**GIVEN TEXT:**
+++++
By Admin · Mar 2, 2026 · Updated Apr 23, 2026 · 27 views · 3 min read

How to Set Up Dynamic DNS on Your Breeze

Dynamic DNS (DDNS) automatically updates DNS records when your IP address changes. While your Breeze has a static IP, you may need DDNS for home labs, branch offices, or remote devices that connect to services running on your Breeze. This guide covers both running a DDNS update client and hosting your own DDNS server on your Breeze instance.

Understanding Dynamic DNS

Traditional DNS requires manual updates when an IP address changes. DDNS solves this by having a client automatically notify the DNS server of IP changes. The server then updates the A or AAAA record in real time, ensuring the hostname always resolves to the current IP address. This is essential for services behind residential connections where the ISP assigns dynamic IPs.

Option 1: Running a DDNS Client with nsupdate

If you run BIND on your Breeze, you can use TSIG-authenticated dynamic updates with nsupdate.

Generate a TSIG Key

tsig-keygen -a hmac-sha256 ddns-key > /etc/bind/ddns-key.conf

Configure BIND to Allow Updates

include "/etc/bind/ddns-key.conf";

zone "dyn.example.com" {
    type master;
    file "/var/lib/bind/db.dyn.example.com";
    allow-update { key "ddns-key"; };
    journal "/var/lib/bind/db.dyn.example.com.jnl";
};

Create the Update Script

On the remote client, create a script that detects the current public IP and sends an update:

#!/bin/bash
CURRENT_IP=$(curl -s https://api.ipify.org)
+++++
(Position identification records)
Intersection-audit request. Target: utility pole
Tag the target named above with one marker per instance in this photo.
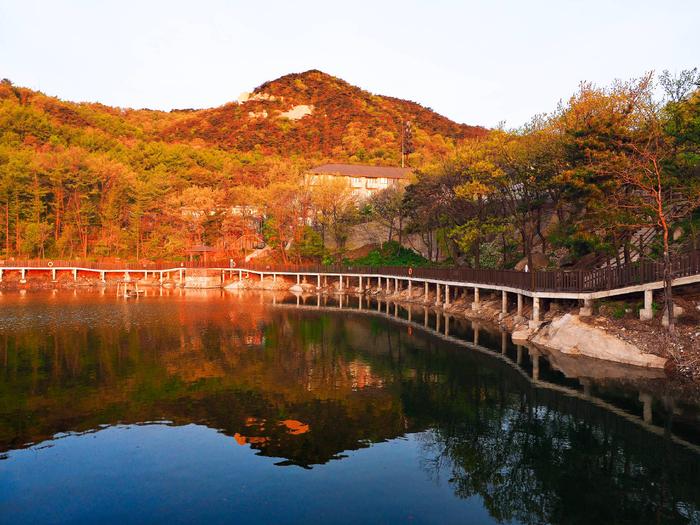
(406, 141)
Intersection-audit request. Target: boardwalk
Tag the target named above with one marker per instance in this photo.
(446, 283)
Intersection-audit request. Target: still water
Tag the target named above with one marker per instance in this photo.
(184, 407)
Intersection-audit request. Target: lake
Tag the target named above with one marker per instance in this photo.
(193, 406)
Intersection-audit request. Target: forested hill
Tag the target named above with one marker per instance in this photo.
(85, 179)
(312, 115)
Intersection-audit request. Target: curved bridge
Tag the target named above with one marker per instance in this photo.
(584, 285)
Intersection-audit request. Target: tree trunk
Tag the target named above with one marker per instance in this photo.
(668, 283)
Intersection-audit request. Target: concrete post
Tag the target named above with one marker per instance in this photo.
(587, 309)
(647, 401)
(535, 322)
(535, 365)
(647, 313)
(520, 307)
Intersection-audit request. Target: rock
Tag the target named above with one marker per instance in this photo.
(521, 336)
(569, 335)
(539, 261)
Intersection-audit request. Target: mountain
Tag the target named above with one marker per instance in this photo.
(316, 113)
(311, 115)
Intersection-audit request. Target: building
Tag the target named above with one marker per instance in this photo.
(363, 180)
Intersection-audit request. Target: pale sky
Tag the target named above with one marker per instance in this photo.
(478, 62)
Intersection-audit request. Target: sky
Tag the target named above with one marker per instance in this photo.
(477, 62)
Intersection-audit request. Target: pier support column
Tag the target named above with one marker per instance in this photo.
(587, 309)
(519, 316)
(647, 313)
(535, 356)
(504, 305)
(535, 322)
(647, 402)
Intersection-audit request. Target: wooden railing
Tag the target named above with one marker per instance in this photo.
(632, 274)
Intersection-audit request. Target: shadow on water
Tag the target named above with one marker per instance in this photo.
(538, 438)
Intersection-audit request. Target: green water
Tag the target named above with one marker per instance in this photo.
(190, 407)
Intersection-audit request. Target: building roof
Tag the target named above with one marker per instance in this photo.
(360, 170)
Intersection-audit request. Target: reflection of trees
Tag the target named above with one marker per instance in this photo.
(531, 457)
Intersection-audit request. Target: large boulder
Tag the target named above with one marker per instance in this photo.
(569, 335)
(539, 262)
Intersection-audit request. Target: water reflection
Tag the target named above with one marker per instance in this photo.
(295, 382)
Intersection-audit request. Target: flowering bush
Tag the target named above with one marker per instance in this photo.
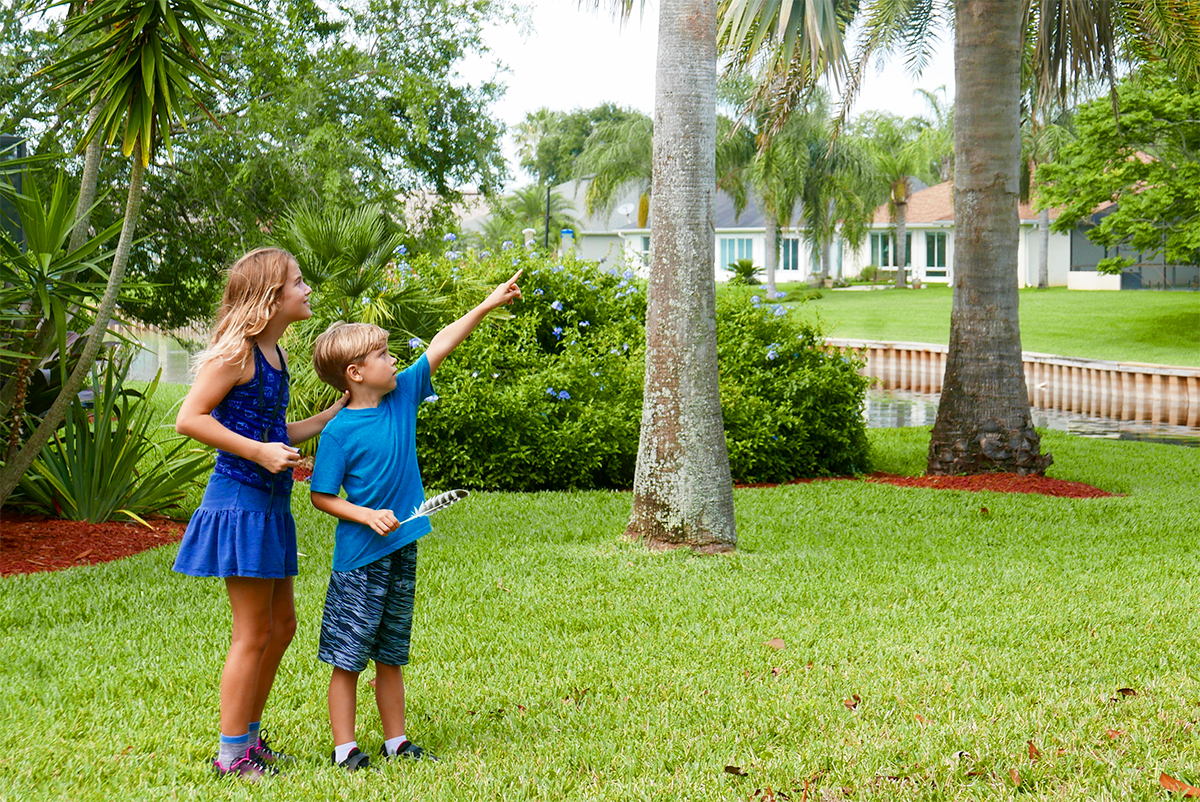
(551, 397)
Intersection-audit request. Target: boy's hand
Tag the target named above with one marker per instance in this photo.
(505, 293)
(277, 456)
(381, 520)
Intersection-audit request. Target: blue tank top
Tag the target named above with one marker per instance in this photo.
(257, 410)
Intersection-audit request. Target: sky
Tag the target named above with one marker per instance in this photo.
(567, 58)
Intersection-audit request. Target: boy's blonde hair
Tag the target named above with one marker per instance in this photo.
(342, 345)
(252, 293)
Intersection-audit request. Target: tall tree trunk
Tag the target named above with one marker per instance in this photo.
(903, 241)
(1043, 249)
(772, 256)
(683, 495)
(43, 339)
(15, 470)
(983, 420)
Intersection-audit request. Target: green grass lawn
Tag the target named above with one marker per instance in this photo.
(1147, 327)
(555, 660)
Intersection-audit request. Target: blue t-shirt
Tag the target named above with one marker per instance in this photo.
(372, 453)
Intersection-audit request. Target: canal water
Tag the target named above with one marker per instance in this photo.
(885, 408)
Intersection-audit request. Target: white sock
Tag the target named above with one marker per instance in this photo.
(342, 750)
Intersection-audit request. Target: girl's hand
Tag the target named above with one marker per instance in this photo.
(337, 406)
(277, 456)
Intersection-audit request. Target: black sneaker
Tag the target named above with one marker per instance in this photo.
(354, 761)
(268, 755)
(408, 750)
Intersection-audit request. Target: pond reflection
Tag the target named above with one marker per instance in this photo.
(895, 408)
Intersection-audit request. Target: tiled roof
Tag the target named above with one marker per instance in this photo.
(935, 204)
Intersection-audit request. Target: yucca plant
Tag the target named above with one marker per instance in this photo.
(107, 462)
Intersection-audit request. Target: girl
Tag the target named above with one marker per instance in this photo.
(244, 531)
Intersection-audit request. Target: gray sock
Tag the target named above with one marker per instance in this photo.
(232, 749)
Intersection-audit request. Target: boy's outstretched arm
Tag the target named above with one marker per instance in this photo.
(451, 336)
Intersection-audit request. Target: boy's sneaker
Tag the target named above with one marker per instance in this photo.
(268, 755)
(354, 761)
(408, 750)
(249, 766)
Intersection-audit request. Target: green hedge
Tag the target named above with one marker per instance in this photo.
(550, 397)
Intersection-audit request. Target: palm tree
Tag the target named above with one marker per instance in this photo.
(147, 58)
(983, 422)
(618, 156)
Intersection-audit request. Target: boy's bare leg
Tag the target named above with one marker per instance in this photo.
(342, 699)
(390, 699)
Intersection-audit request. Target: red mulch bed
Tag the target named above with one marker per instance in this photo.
(33, 543)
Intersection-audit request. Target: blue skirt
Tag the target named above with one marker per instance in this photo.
(240, 531)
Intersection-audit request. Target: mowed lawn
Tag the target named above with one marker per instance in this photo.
(924, 644)
(1146, 325)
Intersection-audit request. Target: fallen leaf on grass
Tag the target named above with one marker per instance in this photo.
(1176, 786)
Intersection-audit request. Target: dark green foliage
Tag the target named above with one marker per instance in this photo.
(109, 462)
(551, 397)
(791, 408)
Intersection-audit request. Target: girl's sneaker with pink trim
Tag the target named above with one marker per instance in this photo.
(268, 755)
(250, 767)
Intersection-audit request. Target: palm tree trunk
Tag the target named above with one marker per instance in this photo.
(983, 420)
(683, 495)
(15, 470)
(1043, 249)
(772, 255)
(43, 340)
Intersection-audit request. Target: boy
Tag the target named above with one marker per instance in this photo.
(370, 449)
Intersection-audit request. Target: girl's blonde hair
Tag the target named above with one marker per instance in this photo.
(253, 288)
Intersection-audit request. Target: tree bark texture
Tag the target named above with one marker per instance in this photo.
(16, 468)
(683, 495)
(1043, 249)
(983, 420)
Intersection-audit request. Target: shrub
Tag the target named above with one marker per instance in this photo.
(108, 462)
(745, 271)
(791, 408)
(551, 399)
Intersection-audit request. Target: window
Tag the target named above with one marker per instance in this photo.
(791, 253)
(935, 255)
(736, 247)
(883, 250)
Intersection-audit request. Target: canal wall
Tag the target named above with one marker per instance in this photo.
(1091, 387)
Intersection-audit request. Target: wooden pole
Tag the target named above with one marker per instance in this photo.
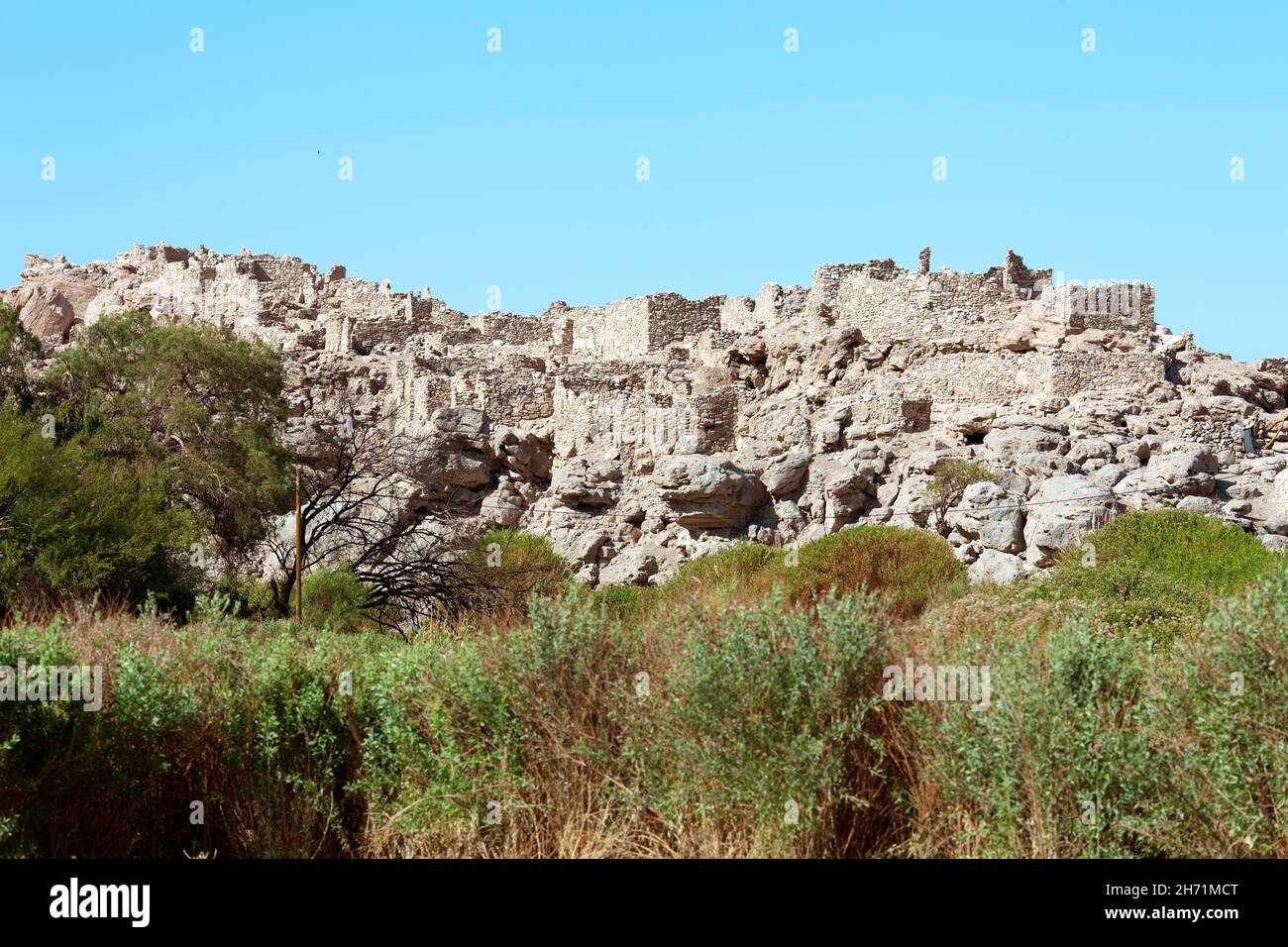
+++++
**DIRECTIVES:**
a) Print the part of the dynamic DNS guide starting with "Traditional DNS requires" and going on through "updates with nsupdate.".
b) In the dynamic DNS guide, which record does the server update in real time once a client reports an IP change?
c) Continue the dynamic DNS guide after its last line.

**ANSWERS FOR THIS EXERCISE:**
a)
Traditional DNS requires manual updates when an IP address changes. DDNS solves this by having a client automatically notify the DNS server of IP changes. The server then updates the A or AAAA record in real time, ensuring the hostname always resolves to the current IP address. This is essential for services behind residential connections where the ISP assigns dynamic IPs.

Option 1: Running a DDNS Client with nsupdate

If you run BIND on your Breeze, you can use TSIG-authenticated dynamic updates with nsupdate.

b) The A or AAAA record.

c)
HOSTNAME="myhost.dyn.example.com"
SERVER="your-breeze-ip"

nsupdate -k /path/to/ddns-key.conf <<EOF
server $SERVER
zone dyn.example.com
update delete $HOSTNAME A
update add $HOSTNAME 300 A $CURRENT_IP
send
EOF

echo "Updated $HOSTNAME to $CURRENT_IP"

Automate with Cron

# Run every 5 minutes
*/5 * * * * /usr/local/bin/ddns-update.sh >> /var/log/ddns-update.log 2>&1

Option 2: Using ddclient

The ddclient tool supports many DDNS providers and is simpler to configure:

sudo apt install ddclient -y

Configure /etc/ddclient.conf:

daemon=300
syslog=yes
pid=/var/run/ddclient.pid
ssl=yes

use=web, web=https://api.ipify.org

protocol=dyndns2
server=your-breeze-ip
login=ddnsuser
password='your-secret'
myhost.dyn.example.com

Option 3: Self-Hosted DDNS with a Simple API

Create a lightweight HTTP endpoint on your Breeze that accepts authenticated update requests and writes to BIND:

  • Set up a small PHP or Python script behind your web server
  • Accept the client's IP from the request (or from the connecting IP)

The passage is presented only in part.